(Input data begins)

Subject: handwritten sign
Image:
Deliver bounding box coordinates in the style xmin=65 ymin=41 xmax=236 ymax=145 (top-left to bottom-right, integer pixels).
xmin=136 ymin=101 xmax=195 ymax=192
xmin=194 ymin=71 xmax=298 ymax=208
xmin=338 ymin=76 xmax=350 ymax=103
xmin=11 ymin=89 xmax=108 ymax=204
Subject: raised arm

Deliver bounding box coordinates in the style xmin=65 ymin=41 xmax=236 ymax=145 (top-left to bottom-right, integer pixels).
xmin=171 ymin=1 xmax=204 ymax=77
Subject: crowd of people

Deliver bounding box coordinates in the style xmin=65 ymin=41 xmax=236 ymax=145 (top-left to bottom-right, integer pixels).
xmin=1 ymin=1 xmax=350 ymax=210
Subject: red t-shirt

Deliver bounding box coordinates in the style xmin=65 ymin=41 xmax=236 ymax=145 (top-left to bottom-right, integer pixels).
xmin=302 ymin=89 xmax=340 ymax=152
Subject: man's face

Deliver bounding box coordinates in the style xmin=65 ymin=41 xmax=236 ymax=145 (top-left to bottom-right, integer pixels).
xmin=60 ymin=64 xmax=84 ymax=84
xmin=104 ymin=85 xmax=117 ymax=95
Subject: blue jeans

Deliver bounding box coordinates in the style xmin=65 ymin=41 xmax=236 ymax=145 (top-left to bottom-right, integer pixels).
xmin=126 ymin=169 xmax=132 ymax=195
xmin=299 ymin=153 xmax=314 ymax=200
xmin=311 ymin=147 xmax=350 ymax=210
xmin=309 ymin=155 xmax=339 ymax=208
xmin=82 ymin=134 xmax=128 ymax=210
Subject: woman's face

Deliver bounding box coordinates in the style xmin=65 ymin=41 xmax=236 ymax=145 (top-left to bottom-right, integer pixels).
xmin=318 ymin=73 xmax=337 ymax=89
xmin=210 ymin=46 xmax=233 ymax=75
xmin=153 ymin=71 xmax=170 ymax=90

(Input data ends)

### Problem description
From the entries above, copy out every line where the string "face" appears.

### Output below
Subject: man's face
Subject: woman's face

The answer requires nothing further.